▶ [Extract]

Heard at work: Get out of my face before I cuntpunch you so hard your granddaughters have miscarriages. I love my job.
I'm moving there. Get me hired.
I wish they made portable blow up dolls for girls.
It's called a dildo, genius. Go to sleep.
A chick at the bar last night took my black berry, looked at my Brick Breaker score and told me she couldnt take someone that has a lower score than her seriously.
it only takes four glasses of wine for me to ride an elephant with a stranger.
please remember that your boobs are bigger than your sisters. when you borrow her shirts they stretch and then shes left flapping in the breeze. dont borrow her clothes anymore. love dad.
Dude i'm seriously thinking about his nipples.
When a girl says " I never would have come over if I knew I was getting kicked out at 7am." the correct response isn't "but think of how responsible you're being."
We hit a deer while we were singing an acapella version of "I will always love you"

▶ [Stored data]
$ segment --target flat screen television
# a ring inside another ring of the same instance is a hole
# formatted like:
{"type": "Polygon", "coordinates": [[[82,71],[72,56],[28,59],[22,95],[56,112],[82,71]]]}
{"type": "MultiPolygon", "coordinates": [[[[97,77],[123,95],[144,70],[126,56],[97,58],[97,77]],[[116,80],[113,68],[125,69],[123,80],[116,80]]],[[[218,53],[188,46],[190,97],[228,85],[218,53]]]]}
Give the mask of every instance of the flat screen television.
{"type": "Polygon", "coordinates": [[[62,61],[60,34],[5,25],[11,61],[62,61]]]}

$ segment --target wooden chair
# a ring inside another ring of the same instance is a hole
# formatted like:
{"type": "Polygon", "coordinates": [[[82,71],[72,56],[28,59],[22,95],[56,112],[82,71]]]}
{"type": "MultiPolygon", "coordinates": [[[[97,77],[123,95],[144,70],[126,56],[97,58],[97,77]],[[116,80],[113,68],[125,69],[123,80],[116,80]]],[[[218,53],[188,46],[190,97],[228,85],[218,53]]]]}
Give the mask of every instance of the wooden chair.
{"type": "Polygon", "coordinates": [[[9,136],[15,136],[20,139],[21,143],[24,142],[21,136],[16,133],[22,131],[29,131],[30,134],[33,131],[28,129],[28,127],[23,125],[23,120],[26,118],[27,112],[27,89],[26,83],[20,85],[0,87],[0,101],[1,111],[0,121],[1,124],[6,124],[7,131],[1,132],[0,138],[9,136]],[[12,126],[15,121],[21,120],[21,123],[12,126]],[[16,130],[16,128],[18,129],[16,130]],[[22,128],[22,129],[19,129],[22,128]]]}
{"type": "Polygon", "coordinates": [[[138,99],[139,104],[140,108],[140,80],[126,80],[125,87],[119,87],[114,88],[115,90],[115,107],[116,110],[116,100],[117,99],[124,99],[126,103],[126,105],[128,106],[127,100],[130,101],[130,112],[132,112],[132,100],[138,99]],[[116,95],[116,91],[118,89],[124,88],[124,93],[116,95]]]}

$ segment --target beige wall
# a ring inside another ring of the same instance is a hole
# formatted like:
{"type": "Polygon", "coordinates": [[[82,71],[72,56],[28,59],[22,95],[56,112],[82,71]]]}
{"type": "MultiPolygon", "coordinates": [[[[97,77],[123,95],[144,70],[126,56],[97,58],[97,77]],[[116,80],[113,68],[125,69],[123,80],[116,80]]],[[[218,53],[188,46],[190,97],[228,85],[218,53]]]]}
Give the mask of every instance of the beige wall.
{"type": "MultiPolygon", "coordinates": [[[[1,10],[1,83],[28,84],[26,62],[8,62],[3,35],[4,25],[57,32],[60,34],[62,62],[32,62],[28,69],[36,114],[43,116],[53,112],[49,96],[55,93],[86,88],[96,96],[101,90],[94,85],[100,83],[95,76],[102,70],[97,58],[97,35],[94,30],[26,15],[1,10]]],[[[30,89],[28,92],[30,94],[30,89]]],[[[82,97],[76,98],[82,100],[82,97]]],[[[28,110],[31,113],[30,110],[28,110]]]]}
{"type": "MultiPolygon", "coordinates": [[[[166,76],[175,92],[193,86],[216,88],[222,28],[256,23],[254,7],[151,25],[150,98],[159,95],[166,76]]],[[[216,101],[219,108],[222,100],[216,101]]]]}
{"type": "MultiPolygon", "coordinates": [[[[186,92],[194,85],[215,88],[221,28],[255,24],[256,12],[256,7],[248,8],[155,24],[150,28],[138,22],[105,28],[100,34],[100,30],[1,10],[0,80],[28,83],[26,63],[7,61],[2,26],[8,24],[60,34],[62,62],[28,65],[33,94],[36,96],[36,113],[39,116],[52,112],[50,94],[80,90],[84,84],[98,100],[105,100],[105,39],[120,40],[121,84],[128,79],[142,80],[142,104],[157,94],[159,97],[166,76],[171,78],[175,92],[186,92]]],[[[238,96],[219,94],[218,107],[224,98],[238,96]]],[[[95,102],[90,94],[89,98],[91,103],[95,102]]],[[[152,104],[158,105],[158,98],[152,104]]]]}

▶ [List of tasks]
(1) From the text messages, write out the passage starting with "A chick at the" and going on through "than her seriously.".
(2) Answer these questions from the text messages:
(a) Which game's score did the woman at the bar check on the phone she took?
(b) How many glasses of wine does it take for the writer to ride an elephant with a stranger?
(c) What song were they singing when they hit a deer?

▶ [Solved problems]
(1)
A chick at the bar last night took my black berry, looked at my Brick Breaker score and told me she couldnt take someone that has a lower score than her seriously.

(2)
(a) Brick Breaker
(b) Four
(c) "I will always love you," in an a cappella version